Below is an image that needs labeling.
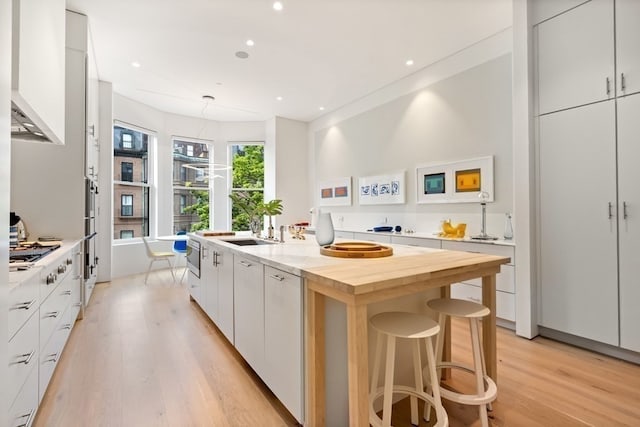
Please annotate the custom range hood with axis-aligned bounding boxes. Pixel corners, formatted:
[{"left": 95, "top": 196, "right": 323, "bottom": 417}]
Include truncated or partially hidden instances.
[{"left": 11, "top": 101, "right": 52, "bottom": 142}]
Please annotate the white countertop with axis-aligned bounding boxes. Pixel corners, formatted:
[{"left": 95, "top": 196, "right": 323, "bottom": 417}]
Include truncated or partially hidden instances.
[
  {"left": 9, "top": 239, "right": 82, "bottom": 288},
  {"left": 189, "top": 234, "right": 441, "bottom": 276}
]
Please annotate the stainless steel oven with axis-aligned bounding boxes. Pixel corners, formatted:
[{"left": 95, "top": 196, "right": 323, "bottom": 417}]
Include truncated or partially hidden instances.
[{"left": 187, "top": 239, "right": 200, "bottom": 278}]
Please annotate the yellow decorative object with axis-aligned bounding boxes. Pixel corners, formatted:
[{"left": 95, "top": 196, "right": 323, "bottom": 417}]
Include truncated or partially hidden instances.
[{"left": 439, "top": 220, "right": 467, "bottom": 239}]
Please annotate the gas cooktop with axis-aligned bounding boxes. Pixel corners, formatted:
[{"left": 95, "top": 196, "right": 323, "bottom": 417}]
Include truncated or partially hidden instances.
[{"left": 9, "top": 244, "right": 60, "bottom": 263}]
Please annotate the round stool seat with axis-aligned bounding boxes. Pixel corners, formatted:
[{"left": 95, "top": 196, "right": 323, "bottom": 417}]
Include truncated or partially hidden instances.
[
  {"left": 427, "top": 298, "right": 491, "bottom": 318},
  {"left": 369, "top": 311, "right": 440, "bottom": 338}
]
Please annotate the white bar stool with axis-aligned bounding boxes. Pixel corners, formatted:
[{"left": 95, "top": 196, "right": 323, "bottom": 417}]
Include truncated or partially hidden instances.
[
  {"left": 369, "top": 312, "right": 449, "bottom": 427},
  {"left": 424, "top": 298, "right": 498, "bottom": 427}
]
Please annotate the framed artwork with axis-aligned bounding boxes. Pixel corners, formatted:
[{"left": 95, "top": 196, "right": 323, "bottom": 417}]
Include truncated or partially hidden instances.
[
  {"left": 317, "top": 176, "right": 351, "bottom": 206},
  {"left": 416, "top": 156, "right": 493, "bottom": 203},
  {"left": 358, "top": 171, "right": 406, "bottom": 205}
]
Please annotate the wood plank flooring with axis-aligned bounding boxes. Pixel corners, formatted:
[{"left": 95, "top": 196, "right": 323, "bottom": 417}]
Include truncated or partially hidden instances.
[{"left": 34, "top": 272, "right": 640, "bottom": 427}]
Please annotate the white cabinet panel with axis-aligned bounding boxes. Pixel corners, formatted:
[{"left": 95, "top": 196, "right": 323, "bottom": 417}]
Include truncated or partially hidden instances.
[
  {"left": 616, "top": 0, "right": 640, "bottom": 95},
  {"left": 618, "top": 94, "right": 640, "bottom": 351},
  {"left": 216, "top": 248, "right": 234, "bottom": 344},
  {"left": 353, "top": 233, "right": 391, "bottom": 243},
  {"left": 391, "top": 236, "right": 442, "bottom": 249},
  {"left": 264, "top": 266, "right": 304, "bottom": 423},
  {"left": 233, "top": 255, "right": 264, "bottom": 375},
  {"left": 537, "top": 0, "right": 615, "bottom": 114},
  {"left": 539, "top": 101, "right": 618, "bottom": 345}
]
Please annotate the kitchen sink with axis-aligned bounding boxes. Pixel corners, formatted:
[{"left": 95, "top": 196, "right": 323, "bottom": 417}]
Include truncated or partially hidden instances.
[{"left": 222, "top": 239, "right": 276, "bottom": 246}]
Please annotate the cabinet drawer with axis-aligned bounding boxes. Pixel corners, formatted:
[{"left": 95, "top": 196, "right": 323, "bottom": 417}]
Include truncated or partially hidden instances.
[
  {"left": 8, "top": 276, "right": 40, "bottom": 339},
  {"left": 391, "top": 236, "right": 442, "bottom": 249},
  {"left": 8, "top": 316, "right": 38, "bottom": 410},
  {"left": 451, "top": 283, "right": 516, "bottom": 322},
  {"left": 463, "top": 265, "right": 516, "bottom": 294},
  {"left": 9, "top": 362, "right": 38, "bottom": 427},
  {"left": 442, "top": 240, "right": 516, "bottom": 265},
  {"left": 38, "top": 322, "right": 71, "bottom": 401},
  {"left": 40, "top": 283, "right": 72, "bottom": 348}
]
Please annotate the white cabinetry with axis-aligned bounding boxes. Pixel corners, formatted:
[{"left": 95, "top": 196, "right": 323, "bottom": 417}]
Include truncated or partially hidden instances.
[
  {"left": 442, "top": 240, "right": 516, "bottom": 322},
  {"left": 539, "top": 101, "right": 618, "bottom": 345},
  {"left": 214, "top": 247, "right": 234, "bottom": 344},
  {"left": 615, "top": 0, "right": 640, "bottom": 96},
  {"left": 618, "top": 93, "right": 640, "bottom": 352},
  {"left": 353, "top": 232, "right": 391, "bottom": 243},
  {"left": 537, "top": 0, "right": 640, "bottom": 114},
  {"left": 391, "top": 236, "right": 442, "bottom": 249},
  {"left": 11, "top": 0, "right": 65, "bottom": 144},
  {"left": 233, "top": 255, "right": 264, "bottom": 375},
  {"left": 536, "top": 0, "right": 640, "bottom": 351},
  {"left": 264, "top": 266, "right": 304, "bottom": 422}
]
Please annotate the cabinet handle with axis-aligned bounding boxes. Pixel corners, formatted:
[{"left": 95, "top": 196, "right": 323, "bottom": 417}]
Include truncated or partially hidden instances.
[
  {"left": 16, "top": 408, "right": 36, "bottom": 427},
  {"left": 11, "top": 350, "right": 36, "bottom": 365},
  {"left": 9, "top": 300, "right": 36, "bottom": 311},
  {"left": 622, "top": 202, "right": 629, "bottom": 219},
  {"left": 42, "top": 353, "right": 58, "bottom": 363}
]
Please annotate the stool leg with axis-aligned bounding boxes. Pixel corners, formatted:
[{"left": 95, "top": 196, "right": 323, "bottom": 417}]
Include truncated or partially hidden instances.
[
  {"left": 382, "top": 335, "right": 396, "bottom": 427},
  {"left": 425, "top": 337, "right": 445, "bottom": 425},
  {"left": 410, "top": 340, "right": 424, "bottom": 426},
  {"left": 370, "top": 332, "right": 384, "bottom": 395},
  {"left": 469, "top": 318, "right": 489, "bottom": 427},
  {"left": 422, "top": 313, "right": 447, "bottom": 421}
]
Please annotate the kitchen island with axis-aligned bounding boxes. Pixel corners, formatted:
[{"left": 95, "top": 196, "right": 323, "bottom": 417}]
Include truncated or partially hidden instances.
[{"left": 188, "top": 236, "right": 509, "bottom": 426}]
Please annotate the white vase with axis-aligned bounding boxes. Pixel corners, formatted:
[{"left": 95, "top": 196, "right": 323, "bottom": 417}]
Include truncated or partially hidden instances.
[{"left": 316, "top": 209, "right": 334, "bottom": 246}]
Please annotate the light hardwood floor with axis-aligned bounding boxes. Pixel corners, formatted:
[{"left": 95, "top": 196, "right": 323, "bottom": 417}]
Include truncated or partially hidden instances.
[{"left": 34, "top": 272, "right": 640, "bottom": 427}]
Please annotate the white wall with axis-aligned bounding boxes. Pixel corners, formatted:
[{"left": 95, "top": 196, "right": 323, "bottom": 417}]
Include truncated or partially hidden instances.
[
  {"left": 313, "top": 54, "right": 513, "bottom": 235},
  {"left": 109, "top": 93, "right": 266, "bottom": 278},
  {"left": 0, "top": 1, "right": 11, "bottom": 426}
]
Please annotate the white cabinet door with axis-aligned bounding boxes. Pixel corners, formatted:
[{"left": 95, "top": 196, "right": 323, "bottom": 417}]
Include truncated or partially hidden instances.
[
  {"left": 233, "top": 255, "right": 264, "bottom": 376},
  {"left": 200, "top": 243, "right": 218, "bottom": 323},
  {"left": 539, "top": 101, "right": 618, "bottom": 345},
  {"left": 264, "top": 267, "right": 304, "bottom": 423},
  {"left": 216, "top": 248, "right": 234, "bottom": 344},
  {"left": 616, "top": 0, "right": 640, "bottom": 95},
  {"left": 537, "top": 0, "right": 615, "bottom": 114},
  {"left": 618, "top": 94, "right": 640, "bottom": 351}
]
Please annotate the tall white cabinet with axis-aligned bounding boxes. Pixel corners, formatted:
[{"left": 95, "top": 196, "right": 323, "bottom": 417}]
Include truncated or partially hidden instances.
[{"left": 534, "top": 0, "right": 640, "bottom": 352}]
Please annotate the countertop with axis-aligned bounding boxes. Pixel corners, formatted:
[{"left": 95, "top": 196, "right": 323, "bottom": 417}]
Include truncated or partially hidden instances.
[
  {"left": 190, "top": 235, "right": 505, "bottom": 293},
  {"left": 9, "top": 239, "right": 82, "bottom": 288}
]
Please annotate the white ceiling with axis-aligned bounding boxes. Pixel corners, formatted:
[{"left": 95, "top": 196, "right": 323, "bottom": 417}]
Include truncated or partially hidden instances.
[{"left": 67, "top": 0, "right": 512, "bottom": 121}]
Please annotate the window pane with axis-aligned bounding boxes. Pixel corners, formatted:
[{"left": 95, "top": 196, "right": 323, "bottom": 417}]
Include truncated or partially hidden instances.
[
  {"left": 113, "top": 126, "right": 153, "bottom": 239},
  {"left": 231, "top": 145, "right": 264, "bottom": 231},
  {"left": 113, "top": 184, "right": 149, "bottom": 239},
  {"left": 173, "top": 139, "right": 211, "bottom": 232}
]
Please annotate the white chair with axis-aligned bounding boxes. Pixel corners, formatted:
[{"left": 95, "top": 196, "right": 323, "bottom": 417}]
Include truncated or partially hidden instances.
[
  {"left": 424, "top": 298, "right": 498, "bottom": 427},
  {"left": 142, "top": 237, "right": 176, "bottom": 285},
  {"left": 369, "top": 312, "right": 449, "bottom": 427}
]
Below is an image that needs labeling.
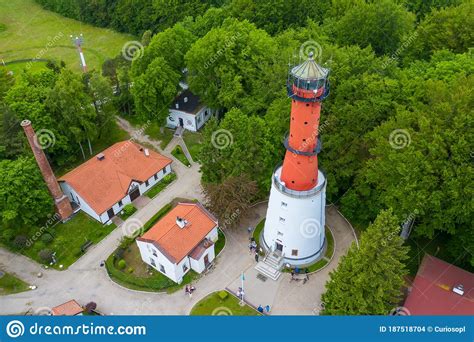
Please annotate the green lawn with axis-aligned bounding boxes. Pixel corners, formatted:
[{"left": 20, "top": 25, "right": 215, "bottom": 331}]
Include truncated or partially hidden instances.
[
  {"left": 22, "top": 211, "right": 116, "bottom": 269},
  {"left": 171, "top": 145, "right": 191, "bottom": 166},
  {"left": 145, "top": 122, "right": 174, "bottom": 150},
  {"left": 0, "top": 273, "right": 29, "bottom": 295},
  {"left": 0, "top": 0, "right": 136, "bottom": 71},
  {"left": 191, "top": 291, "right": 260, "bottom": 316},
  {"left": 183, "top": 131, "right": 202, "bottom": 162},
  {"left": 144, "top": 172, "right": 176, "bottom": 198}
]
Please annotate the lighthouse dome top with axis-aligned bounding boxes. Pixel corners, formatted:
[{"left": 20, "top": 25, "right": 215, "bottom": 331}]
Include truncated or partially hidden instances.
[{"left": 291, "top": 53, "right": 329, "bottom": 81}]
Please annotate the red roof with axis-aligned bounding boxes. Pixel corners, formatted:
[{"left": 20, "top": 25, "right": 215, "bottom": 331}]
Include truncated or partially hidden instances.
[
  {"left": 59, "top": 140, "right": 172, "bottom": 214},
  {"left": 51, "top": 299, "right": 84, "bottom": 316},
  {"left": 137, "top": 203, "right": 217, "bottom": 263},
  {"left": 405, "top": 254, "right": 474, "bottom": 315}
]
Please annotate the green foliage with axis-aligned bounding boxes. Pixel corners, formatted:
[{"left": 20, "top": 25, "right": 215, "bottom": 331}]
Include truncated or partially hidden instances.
[
  {"left": 41, "top": 232, "right": 54, "bottom": 244},
  {"left": 403, "top": 1, "right": 474, "bottom": 63},
  {"left": 322, "top": 210, "right": 408, "bottom": 315},
  {"left": 117, "top": 259, "right": 127, "bottom": 270},
  {"left": 0, "top": 157, "right": 53, "bottom": 225},
  {"left": 131, "top": 57, "right": 180, "bottom": 123},
  {"left": 330, "top": 0, "right": 414, "bottom": 55},
  {"left": 185, "top": 19, "right": 286, "bottom": 114},
  {"left": 218, "top": 291, "right": 229, "bottom": 300}
]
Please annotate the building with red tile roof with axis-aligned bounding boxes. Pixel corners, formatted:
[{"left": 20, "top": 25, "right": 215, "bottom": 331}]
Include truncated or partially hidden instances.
[
  {"left": 137, "top": 203, "right": 218, "bottom": 283},
  {"left": 51, "top": 299, "right": 84, "bottom": 316},
  {"left": 59, "top": 140, "right": 172, "bottom": 223},
  {"left": 405, "top": 254, "right": 474, "bottom": 315}
]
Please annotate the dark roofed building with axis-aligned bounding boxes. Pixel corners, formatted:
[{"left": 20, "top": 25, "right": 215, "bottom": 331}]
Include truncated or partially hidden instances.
[{"left": 166, "top": 88, "right": 214, "bottom": 132}]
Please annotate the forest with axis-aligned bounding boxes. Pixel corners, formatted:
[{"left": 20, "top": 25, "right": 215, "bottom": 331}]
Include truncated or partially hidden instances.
[{"left": 0, "top": 0, "right": 474, "bottom": 288}]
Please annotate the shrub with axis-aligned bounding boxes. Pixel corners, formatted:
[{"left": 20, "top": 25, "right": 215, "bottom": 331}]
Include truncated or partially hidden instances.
[
  {"left": 118, "top": 259, "right": 127, "bottom": 270},
  {"left": 38, "top": 248, "right": 53, "bottom": 263},
  {"left": 41, "top": 232, "right": 54, "bottom": 243},
  {"left": 218, "top": 290, "right": 229, "bottom": 300},
  {"left": 13, "top": 235, "right": 28, "bottom": 248}
]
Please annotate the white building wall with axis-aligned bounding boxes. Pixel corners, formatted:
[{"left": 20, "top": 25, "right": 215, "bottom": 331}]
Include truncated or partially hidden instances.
[
  {"left": 59, "top": 164, "right": 171, "bottom": 223},
  {"left": 136, "top": 240, "right": 182, "bottom": 283},
  {"left": 263, "top": 171, "right": 326, "bottom": 266}
]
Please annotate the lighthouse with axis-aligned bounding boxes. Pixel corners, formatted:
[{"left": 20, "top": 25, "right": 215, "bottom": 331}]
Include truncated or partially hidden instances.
[{"left": 260, "top": 54, "right": 329, "bottom": 277}]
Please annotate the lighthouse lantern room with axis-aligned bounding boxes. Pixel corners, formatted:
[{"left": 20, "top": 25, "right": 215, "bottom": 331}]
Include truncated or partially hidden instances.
[{"left": 261, "top": 54, "right": 329, "bottom": 267}]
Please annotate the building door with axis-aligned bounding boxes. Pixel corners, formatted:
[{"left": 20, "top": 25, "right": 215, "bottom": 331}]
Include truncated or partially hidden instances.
[
  {"left": 107, "top": 208, "right": 115, "bottom": 219},
  {"left": 129, "top": 186, "right": 140, "bottom": 202}
]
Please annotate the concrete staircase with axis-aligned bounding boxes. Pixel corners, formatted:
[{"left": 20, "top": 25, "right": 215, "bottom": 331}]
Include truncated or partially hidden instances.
[{"left": 255, "top": 252, "right": 283, "bottom": 280}]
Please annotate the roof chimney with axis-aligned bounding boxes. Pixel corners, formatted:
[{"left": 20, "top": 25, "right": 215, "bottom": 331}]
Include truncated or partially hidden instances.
[
  {"left": 21, "top": 120, "right": 72, "bottom": 221},
  {"left": 176, "top": 216, "right": 188, "bottom": 228}
]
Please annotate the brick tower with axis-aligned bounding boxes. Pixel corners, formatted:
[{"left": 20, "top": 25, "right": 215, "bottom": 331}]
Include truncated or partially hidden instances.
[
  {"left": 21, "top": 120, "right": 73, "bottom": 221},
  {"left": 261, "top": 54, "right": 329, "bottom": 267}
]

• **Task to complete**
How many lines of the items above contain the word "countertop"? Reply with the number alone.

• **Written response**
2